Na literatura portuguesa há uma variedade imensa de ilustrações para enriquecer a validade da Teoria do 1, entre repetições incontáveis de Camilo, lamentos únicos de Bocage e viagens iguais de Garrett, mas o destaque reside em três exemplos modernos: toda a obra de Vitorino Nemésio é produto das instáveis condições climatéricas que afectam o braço de mar que separa as ilhas do Faial e do Pico. António Lobo Antunes podia muito bem ter escrito apenas um romance elíptico, sobre a angústia de um personagem desesperadamente necessitado de ansiolíticos e constantemente atirado para os opostos magnetos da guerra colonial em África e da paz de uma certa quinta em Benfica, que não se perdia nada. José Saramago só precisava de ter escrito o Memorial do Convento para merecer completamente o Prémio Dinamite e permanecer eterno pelo Olimpo da Língua Portuguesa.

###

[PROBLEMAS E TAREFAS]
1) Repita palavra por palavra o trecho do texto sobre a literatura portuguesa que começa em "Na literatura portuguesa" e termina em "da Língua Portuguesa.", incluindo ambos.
2) Retome o texto sobre a literatura portuguesa e dê-lhe continuidade a partir da última frase.
As linhas que aparecem em seguida provêm de outra fonte.

(Linhas extraídas de um conjunto de dados)
###

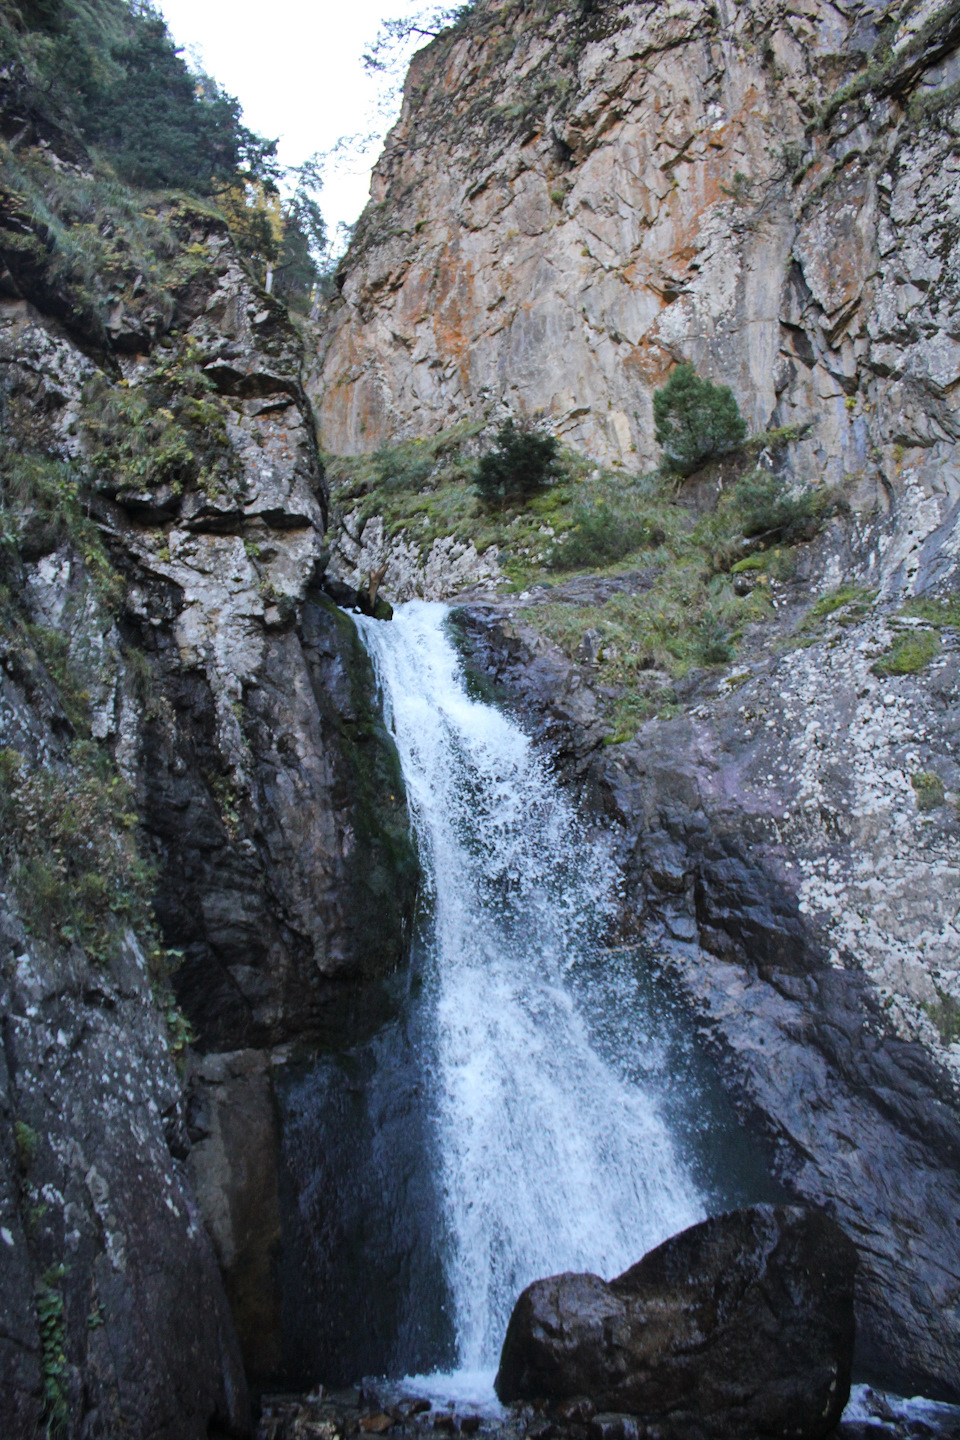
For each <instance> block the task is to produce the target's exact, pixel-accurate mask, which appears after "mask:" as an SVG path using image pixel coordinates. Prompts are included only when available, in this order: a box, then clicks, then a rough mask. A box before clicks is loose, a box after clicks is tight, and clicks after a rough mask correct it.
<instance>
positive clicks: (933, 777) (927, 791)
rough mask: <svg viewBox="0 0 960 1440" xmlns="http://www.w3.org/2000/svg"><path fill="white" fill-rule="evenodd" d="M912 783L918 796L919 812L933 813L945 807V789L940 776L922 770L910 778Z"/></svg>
mask: <svg viewBox="0 0 960 1440" xmlns="http://www.w3.org/2000/svg"><path fill="white" fill-rule="evenodd" d="M910 783H911V785H913V788H914V792H915V795H917V809H918V811H931V809H937V808H938V806H940V805H943V801H944V789H943V780H941V779H940V776H938V775H934V773H933V772H931V770H921V772H920V773H918V775H911V776H910Z"/></svg>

###

[RESPOSTAS ÀS TAREFAS]
1)
Na literatura portuguesa há uma variedade imensa de ilustrações para enriquecer a validade da Teoria do 1, entre repetições incontáveis de Camilo, lamentos únicos de Bocage e viagens iguais de Garrett, mas o destaque reside em três exemplos modernos: toda a obra de Vitorino Nemésio é produto das instáveis condições climatéricas que afectam o braço de mar que separa as ilhas do Faial e do Pico. António Lobo Antunes podia muito bem ter escrito apenas um romance elíptico, sobre a angústia de um personagem desesperadamente necessitado de ansiolíticos e constantemente atirado para os opostos magnetos da guerra colonial em África e da paz de uma certa quinta em Benfica, que não se perdia nada. José Saramago só precisava de ter escrito o Memorial do Convento para merecer completamente o Prémio Dinamite e permanecer eterno pelo Olimpo da Língua Portuguesa.

2)
Mas virando o disco: que raio fez Bach pela história da arte senão repetir o princípio básico de que a música é um elemento de transcendência? Toda a pauta do homem é uma oração, e o resto são variações. O Contra tem aliás a humilde mas firme suspeita de que o Kapelmeister concordaria com o espírito deste artigo. Ele mesmo tratou de informar a posteridade que certos prodígios como o Cravo Bem Temperado ou as Variações de Goldberg não passam de meros exercícios de oficina ou elaborados soporíferos, e que os concertos de Brandeburgo não vão para além da ciência política. Não era por coisas pequenas como estas pequenas coisas que Johann queria ser lembrado, não. Os ouvidos de Deus são mais exigentes que todos os caprichos do Príncipe de Dresden.

O bem amado Stephen Merrit vem a este propósito porque dedicou uns anos da sua gloriosa vidinha a compor 69 músicas de amor. A repetição ad nauseam do mesmo tema como fundamento estético está na base do grande feito criativo. Não se pode eleger um tema neste álbum pela simples razão que as 69 cantigas são só uma. E eis algo de alquímico.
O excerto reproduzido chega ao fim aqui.